**ASSIGNED TASK**
Keep every word the same. Repeat the records without their images.

(Stored records)
◆ ◆ ◆ ◆

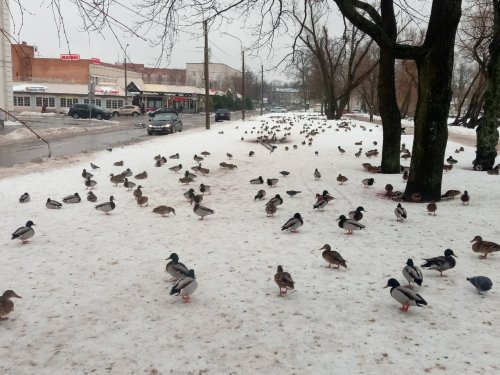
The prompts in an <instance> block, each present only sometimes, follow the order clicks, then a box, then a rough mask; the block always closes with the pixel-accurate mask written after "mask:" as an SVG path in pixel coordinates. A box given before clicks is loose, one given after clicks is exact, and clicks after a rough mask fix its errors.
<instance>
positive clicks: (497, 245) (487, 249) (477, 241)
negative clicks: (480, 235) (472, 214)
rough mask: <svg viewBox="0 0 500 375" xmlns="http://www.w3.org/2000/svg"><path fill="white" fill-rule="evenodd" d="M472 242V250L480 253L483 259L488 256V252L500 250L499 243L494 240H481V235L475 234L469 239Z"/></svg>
mask: <svg viewBox="0 0 500 375" xmlns="http://www.w3.org/2000/svg"><path fill="white" fill-rule="evenodd" d="M473 242H474V244H473V245H472V250H473V251H474V252H475V253H481V254H483V255H481V256H480V258H482V259H484V258H486V257H487V256H488V254H491V253H495V252H497V251H500V245H499V244H497V243H495V242H490V241H483V238H482V237H481V236H476V237H474V239H473V240H472V241H471V243H473Z"/></svg>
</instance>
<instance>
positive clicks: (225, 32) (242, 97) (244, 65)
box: [223, 32, 245, 120]
mask: <svg viewBox="0 0 500 375" xmlns="http://www.w3.org/2000/svg"><path fill="white" fill-rule="evenodd" d="M223 34H226V35H229V36H230V37H233V38H234V39H238V41H239V42H240V47H241V99H242V105H241V119H242V120H244V119H245V50H244V49H243V43H242V42H241V39H240V38H238V37H237V36H234V35H232V34H229V33H226V32H223Z"/></svg>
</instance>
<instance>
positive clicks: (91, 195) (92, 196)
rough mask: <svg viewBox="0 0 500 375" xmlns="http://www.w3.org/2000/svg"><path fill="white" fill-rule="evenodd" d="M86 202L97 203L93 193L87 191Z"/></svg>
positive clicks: (95, 195)
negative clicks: (94, 202) (87, 200)
mask: <svg viewBox="0 0 500 375" xmlns="http://www.w3.org/2000/svg"><path fill="white" fill-rule="evenodd" d="M87 200H88V201H89V202H97V197H96V195H95V194H94V192H92V191H89V192H88V193H87Z"/></svg>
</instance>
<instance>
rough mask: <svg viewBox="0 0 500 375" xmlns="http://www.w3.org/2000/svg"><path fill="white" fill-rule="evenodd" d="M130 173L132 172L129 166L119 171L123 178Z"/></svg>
mask: <svg viewBox="0 0 500 375" xmlns="http://www.w3.org/2000/svg"><path fill="white" fill-rule="evenodd" d="M132 174H133V173H132V171H131V170H130V168H127V169H125V170H124V171H123V172H122V173H120V175H122V176H123V178H125V177H130V176H132Z"/></svg>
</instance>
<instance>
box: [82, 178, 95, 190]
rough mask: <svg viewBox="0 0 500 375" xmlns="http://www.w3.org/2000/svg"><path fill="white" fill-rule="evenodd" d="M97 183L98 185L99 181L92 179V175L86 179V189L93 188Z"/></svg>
mask: <svg viewBox="0 0 500 375" xmlns="http://www.w3.org/2000/svg"><path fill="white" fill-rule="evenodd" d="M96 185H97V182H96V181H94V180H91V179H90V177H87V179H86V180H85V186H86V189H88V188H91V189H93V188H94V187H95V186H96Z"/></svg>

◆ ◆ ◆ ◆

**TASK RESPONSE**
The prompts in an <instance> block, each present only sometimes, follow the order clicks, then a box, then a rough mask; the block always closes with the pixel-accurate mask written after "mask:" as an SVG path in pixel coordinates. A box given before clicks is loose, one given after clicks is exact, and clicks after a rough mask fix its errors.
<instance>
positive clicks: (497, 245) (487, 249) (477, 241)
negative clicks: (480, 235) (472, 214)
rough mask: <svg viewBox="0 0 500 375" xmlns="http://www.w3.org/2000/svg"><path fill="white" fill-rule="evenodd" d="M472 242V250L480 253L483 259L488 256V252L500 250L499 243L494 240H481V235L475 234L469 239Z"/></svg>
mask: <svg viewBox="0 0 500 375" xmlns="http://www.w3.org/2000/svg"><path fill="white" fill-rule="evenodd" d="M473 242H474V244H473V245H472V250H473V251H474V252H475V253H481V254H483V255H481V256H480V258H482V259H484V258H486V257H487V256H488V254H491V253H495V252H497V251H500V245H499V244H497V243H495V242H490V241H483V238H482V237H481V236H476V237H474V239H473V240H472V241H471V243H473Z"/></svg>
</instance>
<instance>
positive clicks: (225, 32) (242, 97) (244, 65)
box: [223, 32, 245, 120]
mask: <svg viewBox="0 0 500 375" xmlns="http://www.w3.org/2000/svg"><path fill="white" fill-rule="evenodd" d="M223 34H226V35H229V36H230V37H233V38H234V39H238V41H239V42H240V47H241V99H242V105H241V119H242V120H244V119H245V50H244V49H243V43H242V42H241V39H240V38H238V37H237V36H234V35H232V34H229V33H226V32H223Z"/></svg>
</instance>
<instance>
positive clicks: (91, 195) (92, 196)
rough mask: <svg viewBox="0 0 500 375" xmlns="http://www.w3.org/2000/svg"><path fill="white" fill-rule="evenodd" d="M86 202L97 203L93 193L87 191Z"/></svg>
positive clicks: (95, 195)
negative clicks: (94, 202) (87, 200)
mask: <svg viewBox="0 0 500 375" xmlns="http://www.w3.org/2000/svg"><path fill="white" fill-rule="evenodd" d="M87 200H88V201H89V202H97V197H96V195H95V194H94V192H92V191H89V192H88V193H87Z"/></svg>
</instance>
<instance>
rough mask: <svg viewBox="0 0 500 375" xmlns="http://www.w3.org/2000/svg"><path fill="white" fill-rule="evenodd" d="M130 173L132 172L129 166L119 171L123 178Z"/></svg>
mask: <svg viewBox="0 0 500 375" xmlns="http://www.w3.org/2000/svg"><path fill="white" fill-rule="evenodd" d="M132 174H133V173H132V171H131V170H130V168H127V169H125V170H124V171H123V172H122V173H120V175H122V176H123V178H125V177H130V176H132Z"/></svg>
</instance>
<instance>
box: [82, 178, 95, 190]
rough mask: <svg viewBox="0 0 500 375" xmlns="http://www.w3.org/2000/svg"><path fill="white" fill-rule="evenodd" d="M97 183L98 185L99 181L92 179V175L86 179V189L93 188Z"/></svg>
mask: <svg viewBox="0 0 500 375" xmlns="http://www.w3.org/2000/svg"><path fill="white" fill-rule="evenodd" d="M96 185H97V182H96V181H94V180H91V179H90V177H87V179H86V180H85V186H86V189H88V188H91V189H93V188H94V187H95V186H96Z"/></svg>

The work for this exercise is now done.